▶ _TEXTE FOURNI_:

Troisième volet d'une trilogie de solo de danse, composé de My Exil in my head (2010) qui traite de la solitude, et Still-Life (2011/2012) sur la tragédie, Qaddish (2013) questionne la mémoire, et plus particulièrement celle des traditions de ses ancêtres. Il travaille à partir de l’histoire de son père, pour retrouver une mémoire enfouie. Le chorégraphe vit cette expérience comme un voyage conscient où la danse permet d’incarner les souvenirs de son père. Sa danse est composée de mouvements issus de différentes cultures, accompagné par le Kaddish de Maurice Ravel, chant juif pour les morts, interprété en live
Qaddish (2013) - QDance Company
« Ma mémoire consciente est la modernité, mais ma mémoire inconsciente est la tradition. [...] Pour nous, en Afrique, il n’y aucun conflit entre la tradition et la modernité. Ils vivent ensemble. » Qudus Onikeku pour rfi.fr, 2013
Spirit Child (2019) - Qudus Onikeku
Spirit Child est un solo du chorégraphe et danseur Qudus Onikeku, créé en 2019 et accompagné par trois musiciens live. Inspiré par la mythologie Yoruba, il met en scène Azaro, un enfant-esprit qui voyage entre le monde des vivants et le monde des esprits. Le chorégraphe parle d'entrer en état de transe ; c’est pour lui une quête de vérité qui est le but même de la danse. Qudus Onikeku définit cet état comme une transportation, transition et une transmission.
« C’est un voyage qu’on ne peut pas faire physiquement, il faut passer par un tunnel. Il faut passer par une transition. C’est une métaphore sur le comment on peut entrer dans cette transition, passer à un autre registre qui n’est pas sur terre. » Qudus Onikeku pour rfi.fr, 2013
Re:incarnation est le résultat de cinq années de recherche axée sur la mémoire corporelle, menée avec de jeunes danseur.ses nigérian.es. Ce projet se construit sur les concepts de réincarnation (naissance, mort, renaissance) et une perception du temps et d'un espace cyclique. Pour Qudus Onikeku, il s'agit de rendre hommage à la musique nigériane, repensé par le dancehall, le hip-hop, l'électro ou l'afrobeat et composé de mouvements qui expriment l'énergie de Lagos. Ces jeunes danseur.ses se réapproprient ces héritages pour les ré-incarner au présent.
« C'est la création d'une pièce collective qui va montrer la profondeur de la culture noire, de sa joie, pure et intransigeante. » Qudus Onikeku – Note d’intention de Re:incarnation, 2021
DANSER : S’ENGAGER AVEC LA JEUNESSE
« Cette transmission de mémoire à pour but la guérison pour les danseurs, le public et même la société. » Qudus Onikeku pour France Culture, 2021
Le chorégraphe conçoit sa pratique artistique comme un acte engagé. Il fait s’entremêler des réflexions spirituelles et intimes avec des sujets socio-culturels et politiques qui composent la société nigériane et plus largement africaine. Pour l’artiste, il est important d’intégrer la jeunesse dans ses créations car c’est par elle que les transformations se feront.

▶ _LIGNES DE DONNÉES_:

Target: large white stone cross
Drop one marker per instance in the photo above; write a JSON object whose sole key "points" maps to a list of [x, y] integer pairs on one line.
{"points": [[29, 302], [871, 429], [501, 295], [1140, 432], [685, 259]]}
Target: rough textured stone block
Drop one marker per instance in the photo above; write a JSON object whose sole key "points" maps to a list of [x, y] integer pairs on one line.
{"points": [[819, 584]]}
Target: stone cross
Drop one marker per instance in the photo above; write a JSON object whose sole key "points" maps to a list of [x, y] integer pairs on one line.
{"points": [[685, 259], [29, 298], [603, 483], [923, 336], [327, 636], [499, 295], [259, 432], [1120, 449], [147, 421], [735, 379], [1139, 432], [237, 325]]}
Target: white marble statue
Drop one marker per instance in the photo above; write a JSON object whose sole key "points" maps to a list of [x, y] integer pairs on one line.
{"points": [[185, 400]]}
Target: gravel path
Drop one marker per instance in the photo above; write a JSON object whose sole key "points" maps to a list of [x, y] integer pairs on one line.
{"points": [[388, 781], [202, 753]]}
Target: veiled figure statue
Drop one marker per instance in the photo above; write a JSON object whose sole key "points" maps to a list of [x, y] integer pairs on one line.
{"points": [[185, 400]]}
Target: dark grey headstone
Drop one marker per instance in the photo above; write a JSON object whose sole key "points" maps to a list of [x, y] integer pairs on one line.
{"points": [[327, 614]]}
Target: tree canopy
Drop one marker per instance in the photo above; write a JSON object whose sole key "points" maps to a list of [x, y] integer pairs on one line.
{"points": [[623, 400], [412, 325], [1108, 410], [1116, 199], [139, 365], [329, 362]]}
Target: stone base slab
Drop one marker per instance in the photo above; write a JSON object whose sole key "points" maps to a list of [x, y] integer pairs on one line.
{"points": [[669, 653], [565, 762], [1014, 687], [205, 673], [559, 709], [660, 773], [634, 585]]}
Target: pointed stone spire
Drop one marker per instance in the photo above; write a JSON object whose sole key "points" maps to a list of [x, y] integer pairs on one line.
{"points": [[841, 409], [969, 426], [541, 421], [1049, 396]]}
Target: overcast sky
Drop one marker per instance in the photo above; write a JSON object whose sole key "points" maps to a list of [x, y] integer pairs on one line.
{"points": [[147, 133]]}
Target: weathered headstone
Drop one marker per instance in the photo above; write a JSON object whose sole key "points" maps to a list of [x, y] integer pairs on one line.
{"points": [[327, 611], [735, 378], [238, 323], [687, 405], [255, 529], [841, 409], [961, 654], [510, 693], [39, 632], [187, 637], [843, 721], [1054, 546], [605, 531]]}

▶ _CONSIGNE_:
D'après le texte sur les pièces de danse, quelle musique accompagne la danse de Qaddish, s'il vous plaît ?

▶ _RÉPONSE_:
Le Kaddish de Maurice Ravel, chant juif pour les morts, interprété en live.